== Alıştırmalar ==
a. Blog yazısını iki cümleyle özetleyin.
b. Blog yazısında "Kısa bir ara" ifadesinden "yükleme yapmadan kullanabiliyorsunuz." ifadesine kadar uzanan bölümün tamamını olduğu gibi çıkarın.
c. Blog yazısına göre Erasmus öğrencileri hat paketini kaç euro'ya alıyor?

== Alıntı ==
....
29 Ekim 2014 Çarşamba

Kısa bir ara

Çok kısa zamanda tekrar paylaşıma başlayacağım. Malum okul, dersler, gezmeler tozmalar derken pek fırsatınız olmuyor yazmaya :)

22 Eylül 2014 Pazartesi

Esn ve Nihayet Yeni Evim

     Saat  10 gibi kalkıp hemen Esn'e gittim ve beni bir güzel bilgilendirdiler 10 euro karşılığında kartımı ve ücretsiz olarak hattımı da aldıktan sonra yolcu ettiler. Hat hakkında bilgilendirmem gerekirse diğer ülkelerin verdiklerinin aksine gayet kullanışlı bir hat. Normal öğrencilere 10 euro fakat biz Erasmuslara 7.5 euro'ya 500 dakika Portekiz içi her yöne konuşma paketi 500 mb internet paketi ve Portekiz içi sınırsız sms'e sahip oluyorsunuz. Tabi önemli ve en güzel husus da şu ki Whatsapp, Viber, Tango, Messenger ve daha nicesi ücretsiz. Yani internet paketinizden gitmiyor. Ve ilk bir hafta hiç yükleme yapmadan kullanabiliyorsunuz.
....
== Kayıtlı satırlar ==
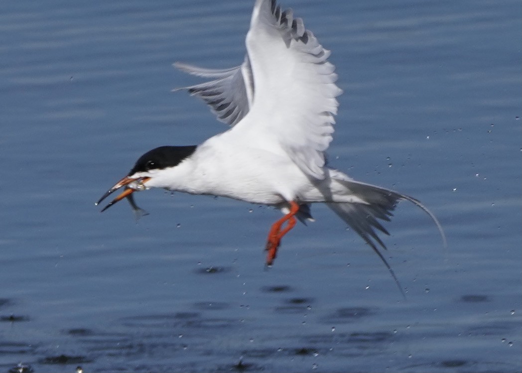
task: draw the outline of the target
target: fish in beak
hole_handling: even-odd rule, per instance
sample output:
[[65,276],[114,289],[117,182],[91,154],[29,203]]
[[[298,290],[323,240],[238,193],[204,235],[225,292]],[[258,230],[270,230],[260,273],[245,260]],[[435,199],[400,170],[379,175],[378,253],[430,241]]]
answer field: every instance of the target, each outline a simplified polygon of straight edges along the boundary
[[[145,183],[150,179],[150,177],[147,177],[136,178],[130,177],[130,176],[125,176],[119,182],[116,183],[113,187],[109,189],[109,190],[108,190],[107,192],[102,196],[100,200],[94,203],[94,206],[97,206],[102,201],[112,194],[114,192],[116,191],[120,188],[125,187],[125,189],[123,190],[123,191],[120,193],[117,197],[112,200],[112,201],[109,204],[102,209],[100,212],[103,212],[109,207],[114,204],[116,202],[121,201],[126,197],[127,198],[129,203],[130,204],[131,207],[132,207],[133,210],[135,211],[135,212],[136,212],[136,210],[143,211],[144,210],[138,207],[136,205],[136,202],[134,201],[134,196],[132,195],[132,194],[135,191],[145,190],[147,189],[147,187],[145,186]],[[143,214],[147,214],[145,213]]]

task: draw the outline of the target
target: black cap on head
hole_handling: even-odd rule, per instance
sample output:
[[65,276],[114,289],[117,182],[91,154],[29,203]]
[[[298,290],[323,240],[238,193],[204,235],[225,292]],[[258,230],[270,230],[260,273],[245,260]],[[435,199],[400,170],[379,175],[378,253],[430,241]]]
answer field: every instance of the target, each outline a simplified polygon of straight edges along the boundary
[[183,147],[164,146],[153,149],[139,157],[128,175],[149,170],[161,170],[177,166],[184,159],[190,157],[196,150],[196,145],[189,145]]

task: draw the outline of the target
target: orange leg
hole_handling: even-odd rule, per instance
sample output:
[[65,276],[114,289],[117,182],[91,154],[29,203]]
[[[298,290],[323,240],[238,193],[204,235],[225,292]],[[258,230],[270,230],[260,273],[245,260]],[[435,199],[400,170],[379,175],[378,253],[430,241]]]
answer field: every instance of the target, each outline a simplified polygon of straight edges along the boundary
[[[290,201],[290,211],[288,214],[272,225],[268,233],[268,239],[266,243],[266,250],[268,254],[266,257],[266,265],[271,266],[277,255],[277,248],[281,244],[281,239],[288,231],[294,227],[297,221],[295,215],[299,211],[299,205],[294,201]],[[287,226],[281,231],[281,227],[285,222]]]

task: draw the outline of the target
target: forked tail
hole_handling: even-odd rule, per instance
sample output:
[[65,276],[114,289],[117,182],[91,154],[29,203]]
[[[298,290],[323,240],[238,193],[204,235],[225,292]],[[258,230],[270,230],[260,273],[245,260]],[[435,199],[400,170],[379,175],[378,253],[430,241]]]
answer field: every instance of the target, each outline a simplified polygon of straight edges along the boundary
[[395,209],[397,202],[401,200],[410,201],[420,208],[433,221],[438,229],[445,247],[446,236],[441,224],[431,211],[413,197],[384,188],[351,180],[344,175],[333,175],[333,178],[346,187],[351,194],[365,201],[367,204],[327,202],[327,205],[373,249],[388,268],[401,293],[405,297],[404,291],[395,272],[377,247],[377,244],[385,250],[386,249],[386,245],[377,236],[376,231],[380,231],[389,235],[389,233],[377,219],[389,221],[390,218],[393,216],[392,212]]

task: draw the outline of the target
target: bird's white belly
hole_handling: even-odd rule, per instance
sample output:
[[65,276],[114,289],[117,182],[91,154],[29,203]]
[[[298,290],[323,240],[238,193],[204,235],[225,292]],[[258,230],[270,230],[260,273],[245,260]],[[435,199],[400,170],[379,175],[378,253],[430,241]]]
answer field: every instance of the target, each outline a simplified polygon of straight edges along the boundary
[[[173,185],[172,189],[274,204],[294,199],[312,187],[304,174],[284,155],[238,147],[233,152],[211,150],[211,162],[198,162],[196,159],[183,187]],[[201,159],[208,156],[204,149]]]

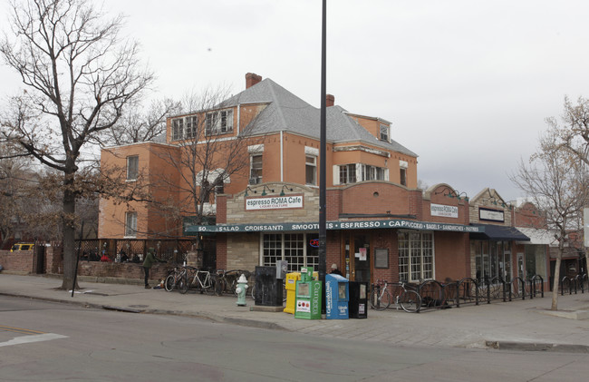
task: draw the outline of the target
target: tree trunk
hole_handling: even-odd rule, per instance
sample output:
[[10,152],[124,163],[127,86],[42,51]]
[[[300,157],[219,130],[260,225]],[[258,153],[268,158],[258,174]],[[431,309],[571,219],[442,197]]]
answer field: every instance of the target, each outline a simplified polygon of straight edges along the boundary
[[555,265],[555,279],[552,281],[552,306],[550,310],[558,310],[558,284],[560,279],[560,263],[563,259],[563,249],[558,246],[556,264]]
[[65,191],[63,191],[63,279],[62,289],[69,290],[73,285],[76,273],[75,251],[75,194],[72,191],[73,174],[65,175]]

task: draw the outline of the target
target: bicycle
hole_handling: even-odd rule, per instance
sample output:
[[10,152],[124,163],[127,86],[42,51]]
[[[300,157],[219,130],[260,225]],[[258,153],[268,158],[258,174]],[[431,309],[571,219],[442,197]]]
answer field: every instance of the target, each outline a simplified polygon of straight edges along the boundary
[[164,289],[168,292],[174,290],[180,279],[186,275],[186,269],[183,267],[174,267],[173,269],[170,269],[168,277],[164,280]]
[[200,289],[200,294],[214,290],[215,280],[208,270],[198,270],[194,267],[187,267],[191,273],[187,274],[179,285],[180,293],[185,294],[191,287]]
[[[409,313],[417,313],[421,308],[421,298],[415,290],[408,289],[404,282],[395,284],[400,288],[399,294],[395,296],[395,305],[397,309],[399,306]],[[392,297],[388,290],[389,282],[385,279],[377,279],[375,284],[372,284],[370,304],[375,310],[385,310],[391,306]]]

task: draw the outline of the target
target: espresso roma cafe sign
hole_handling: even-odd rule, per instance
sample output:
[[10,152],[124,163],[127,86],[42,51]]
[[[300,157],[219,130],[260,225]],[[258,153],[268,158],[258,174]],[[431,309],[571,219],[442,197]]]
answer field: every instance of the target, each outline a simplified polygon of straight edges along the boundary
[[[354,220],[354,221],[327,221],[327,230],[359,230],[359,229],[386,229],[398,228],[419,230],[447,230],[453,232],[484,232],[484,227],[474,227],[461,224],[445,224],[428,221],[405,220]],[[219,224],[219,225],[187,225],[186,235],[196,235],[199,232],[264,232],[264,231],[301,231],[319,230],[318,222],[308,223],[260,223],[260,224]]]
[[273,196],[271,198],[246,198],[246,211],[303,208],[303,196]]

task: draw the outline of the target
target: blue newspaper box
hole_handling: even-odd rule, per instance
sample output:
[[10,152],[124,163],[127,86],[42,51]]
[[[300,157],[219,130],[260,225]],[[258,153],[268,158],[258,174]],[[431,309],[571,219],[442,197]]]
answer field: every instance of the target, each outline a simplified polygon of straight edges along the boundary
[[340,275],[325,275],[325,318],[348,319],[348,279]]

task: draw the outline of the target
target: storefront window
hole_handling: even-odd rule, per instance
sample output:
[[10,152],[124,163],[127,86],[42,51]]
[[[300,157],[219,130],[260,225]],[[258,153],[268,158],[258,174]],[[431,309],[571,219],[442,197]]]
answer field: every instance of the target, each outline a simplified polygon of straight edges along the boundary
[[431,232],[399,232],[399,279],[433,279],[433,261]]
[[317,270],[317,238],[316,233],[265,233],[263,264],[273,266],[277,260],[286,260],[289,272],[297,272],[301,267]]
[[526,277],[529,279],[535,275],[546,279],[546,247],[544,245],[526,246]]
[[501,278],[511,281],[511,242],[473,240],[477,279]]

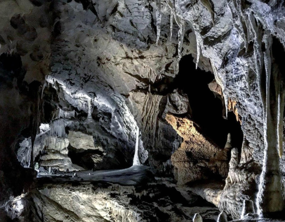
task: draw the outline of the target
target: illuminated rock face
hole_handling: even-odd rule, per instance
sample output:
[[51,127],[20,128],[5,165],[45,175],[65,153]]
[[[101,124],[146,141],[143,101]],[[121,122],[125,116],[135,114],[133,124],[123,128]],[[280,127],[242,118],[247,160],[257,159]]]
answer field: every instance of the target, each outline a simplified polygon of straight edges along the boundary
[[167,114],[166,119],[183,139],[171,156],[175,178],[183,184],[215,176],[225,178],[228,171],[229,148],[219,148],[204,136],[200,129],[187,118]]
[[[153,1],[0,2],[0,207],[33,176],[14,153],[26,167],[126,167],[138,127],[138,159],[156,175],[205,180],[196,192],[234,218],[245,200],[265,215],[284,208],[284,1]],[[174,83],[189,54],[214,74],[209,87],[223,115],[232,111],[241,124],[243,146],[232,147],[228,173],[231,146],[202,135],[189,116],[196,95]],[[41,123],[50,124],[46,135]],[[72,168],[77,160],[83,164]],[[213,174],[225,185],[209,183]]]

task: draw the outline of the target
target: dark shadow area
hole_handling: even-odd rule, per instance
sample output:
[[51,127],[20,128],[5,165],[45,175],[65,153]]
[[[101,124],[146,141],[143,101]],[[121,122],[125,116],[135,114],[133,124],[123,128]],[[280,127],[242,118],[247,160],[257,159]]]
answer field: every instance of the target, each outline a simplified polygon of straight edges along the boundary
[[191,55],[182,58],[179,72],[174,79],[175,88],[187,94],[192,109],[191,118],[206,136],[223,147],[229,132],[232,147],[240,150],[243,134],[239,122],[232,112],[229,112],[227,119],[223,117],[222,101],[208,86],[214,78],[213,74],[199,68],[196,70],[193,60]]

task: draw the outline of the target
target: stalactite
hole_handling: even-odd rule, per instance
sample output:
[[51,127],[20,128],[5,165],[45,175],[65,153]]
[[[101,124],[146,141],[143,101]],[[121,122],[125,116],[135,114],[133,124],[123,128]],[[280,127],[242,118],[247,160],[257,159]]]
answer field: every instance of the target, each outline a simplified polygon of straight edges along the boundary
[[280,94],[284,89],[281,84],[282,81],[279,65],[272,59],[273,58],[273,38],[268,31],[263,35],[262,41],[265,48],[263,63],[259,63],[259,61],[256,63],[257,65],[263,64],[262,67],[257,68],[260,71],[260,76],[258,79],[263,107],[264,151],[256,205],[258,214],[264,215],[284,209],[279,166],[280,151],[278,151],[277,148],[280,147],[279,127],[283,128],[283,119],[280,123],[278,121],[281,120],[282,115],[280,113],[283,113],[285,101],[284,96]]
[[64,119],[70,119],[74,118],[75,117],[75,111],[72,110],[65,111],[63,110],[58,107],[58,118],[64,118]]
[[87,118],[86,119],[86,121],[88,122],[90,122],[92,120],[92,116],[91,115],[91,113],[92,113],[91,111],[91,103],[92,102],[92,99],[91,98],[89,98],[88,99],[88,111],[87,113]]
[[172,30],[173,29],[173,14],[170,13],[170,41],[172,38]]
[[200,55],[201,53],[201,47],[199,41],[197,38],[197,34],[196,35],[196,44],[197,46],[197,59],[196,59],[196,69],[198,67],[199,60],[200,59]]
[[283,117],[285,101],[285,92],[282,89],[278,95],[278,111],[277,119],[277,138],[279,156],[282,157],[283,152]]
[[209,11],[211,14],[213,26],[215,26],[215,9],[214,3],[211,0],[200,0],[202,4]]
[[223,93],[224,99],[225,101],[225,106],[226,107],[226,117],[228,118],[228,112],[229,111],[229,109],[228,107],[228,104],[229,103],[229,99],[228,96],[225,94]]
[[50,124],[50,133],[58,137],[65,136],[65,124],[62,119],[56,119]]
[[160,23],[161,22],[161,4],[160,0],[156,0],[156,10],[155,12],[155,15],[156,19],[156,45],[158,43],[160,36]]
[[181,51],[182,51],[182,47],[183,45],[183,40],[184,39],[184,33],[185,32],[185,21],[182,21],[181,23],[178,24],[179,28],[178,29],[178,61],[180,61],[182,58]]
[[106,202],[106,207],[112,212],[112,217],[122,222],[137,222],[141,219],[140,214],[127,209],[113,201]]

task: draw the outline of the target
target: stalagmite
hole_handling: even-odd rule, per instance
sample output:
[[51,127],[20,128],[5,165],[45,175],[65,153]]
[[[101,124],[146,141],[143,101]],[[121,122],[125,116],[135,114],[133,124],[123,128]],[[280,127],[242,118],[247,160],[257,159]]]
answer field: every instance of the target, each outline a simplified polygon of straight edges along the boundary
[[195,213],[193,218],[193,222],[203,222],[202,217],[199,213]]
[[222,212],[219,215],[217,222],[228,222],[227,214],[224,212]]
[[133,161],[133,166],[141,165],[139,159],[139,146],[140,143],[140,129],[137,127],[136,132],[136,145],[135,148],[134,155]]
[[170,41],[172,38],[172,30],[173,29],[173,14],[170,13]]
[[161,6],[160,0],[156,0],[156,10],[155,15],[156,19],[156,45],[160,36],[160,23],[161,22],[161,12],[160,11]]
[[240,218],[243,219],[244,216],[248,213],[254,214],[254,207],[252,201],[251,200],[244,200]]

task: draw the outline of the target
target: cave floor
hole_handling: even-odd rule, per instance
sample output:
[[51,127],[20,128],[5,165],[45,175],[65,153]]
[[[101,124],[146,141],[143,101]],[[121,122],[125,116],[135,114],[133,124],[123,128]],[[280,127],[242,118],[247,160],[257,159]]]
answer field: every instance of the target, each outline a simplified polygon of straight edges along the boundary
[[146,178],[149,181],[149,168],[145,166],[134,165],[121,170],[79,171],[76,172],[76,176],[73,177],[74,172],[55,174],[40,173],[38,174],[37,177],[38,180],[52,181],[56,182],[101,181],[122,185],[134,185],[141,183]]

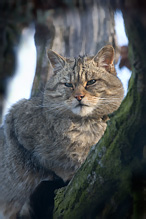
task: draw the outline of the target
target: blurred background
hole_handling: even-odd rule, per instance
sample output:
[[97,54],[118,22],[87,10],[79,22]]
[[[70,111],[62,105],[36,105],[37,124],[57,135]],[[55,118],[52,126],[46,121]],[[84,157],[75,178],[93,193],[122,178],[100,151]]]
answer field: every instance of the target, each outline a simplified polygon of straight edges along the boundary
[[15,102],[43,91],[47,48],[68,57],[94,55],[112,44],[126,95],[131,66],[118,8],[99,0],[6,0],[0,3],[0,21],[0,121]]

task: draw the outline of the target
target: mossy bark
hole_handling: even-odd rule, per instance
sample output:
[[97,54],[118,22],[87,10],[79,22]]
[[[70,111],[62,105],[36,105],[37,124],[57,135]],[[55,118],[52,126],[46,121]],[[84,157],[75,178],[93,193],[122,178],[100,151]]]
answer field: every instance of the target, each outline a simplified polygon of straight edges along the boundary
[[123,15],[133,66],[129,92],[74,179],[57,193],[53,218],[144,217],[146,35],[137,14]]

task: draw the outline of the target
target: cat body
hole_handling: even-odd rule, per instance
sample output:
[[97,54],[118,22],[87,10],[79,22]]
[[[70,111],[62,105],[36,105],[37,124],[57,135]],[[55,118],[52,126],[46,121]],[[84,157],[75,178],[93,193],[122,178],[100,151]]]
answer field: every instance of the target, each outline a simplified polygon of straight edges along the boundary
[[0,208],[15,218],[43,180],[70,180],[106,129],[105,117],[123,98],[112,46],[94,57],[65,59],[53,51],[54,69],[41,97],[16,103],[0,128]]

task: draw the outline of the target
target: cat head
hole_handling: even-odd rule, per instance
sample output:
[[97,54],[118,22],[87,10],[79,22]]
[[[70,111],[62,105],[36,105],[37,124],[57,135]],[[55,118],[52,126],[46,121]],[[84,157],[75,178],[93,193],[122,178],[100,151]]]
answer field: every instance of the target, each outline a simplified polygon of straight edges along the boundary
[[114,68],[114,49],[103,47],[93,57],[67,59],[49,50],[53,75],[46,85],[44,105],[56,114],[103,116],[117,110],[123,87]]

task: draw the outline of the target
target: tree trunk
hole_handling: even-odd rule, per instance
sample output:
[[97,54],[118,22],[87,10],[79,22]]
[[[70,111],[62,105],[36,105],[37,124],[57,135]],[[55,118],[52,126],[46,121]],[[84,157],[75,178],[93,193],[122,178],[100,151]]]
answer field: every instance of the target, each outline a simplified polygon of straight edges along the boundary
[[133,71],[129,92],[74,179],[57,192],[53,218],[146,216],[146,32],[138,15],[123,10]]
[[94,4],[81,1],[78,6],[71,1],[70,7],[66,5],[52,12],[46,11],[45,16],[43,25],[39,19],[36,25],[37,69],[32,95],[43,91],[49,78],[47,49],[66,57],[77,57],[94,55],[104,45],[112,44],[118,57],[114,13],[108,7],[101,6],[99,0]]

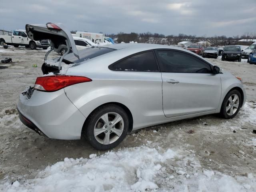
....
== Tam çözümler ==
a. Yazar, okul, dersler ve gezmeler yüzünden yazmaya fırsat bulamadığını ve çok kısa zamanda yeniden paylaşıma başlayacağını söylüyor. Esn'e gidip 10 euro karşılığında kartını, ücretsiz olarak da hattını alan yazar, bu hattın Erasmus öğrencilerine 7.5 euro'ya 500 dakika, 500 mb internet ve Portekiz içi sınırsız sms sunduğunu, Whatsapp ve Viber gibi uygulamaların da ücretsiz olduğunu anlatıyor.

b.
Kısa bir ara

Çok kısa zamanda tekrar paylaşıma başlayacağım. Malum okul, dersler, gezmeler tozmalar derken pek fırsatınız olmuyor yazmaya :)

22 Eylül 2014 Pazartesi

Esn ve Nihayet Yeni Evim

     Saat  10 gibi kalkıp hemen Esn'e gittim ve beni bir güzel bilgilendirdiler 10 euro karşılığında kartımı ve ücretsiz olarak hattımı da aldıktan sonra yolcu ettiler. Hat hakkında bilgilendirmem gerekirse diğer ülkelerin verdiklerinin aksine gayet kullanışlı bir hat. Normal öğrencilere 10 euro fakat biz Erasmuslara 7.5 euro'ya 500 dakika Portekiz içi her yöne konuşma paketi 500 mb internet paketi ve Portekiz içi sınırsız sms'e sahip oluyorsunuz. Tabi önemli ve en güzel husus da şu ki Whatsapp, Viber, Tango, Messenger ve daha nicesi ücretsiz. Yani internet paketinizden gitmiyor. Ve ilk bir hafta hiç yükleme yapmadan kullanabiliyorsunuz.

c. 7.5 euro'ya.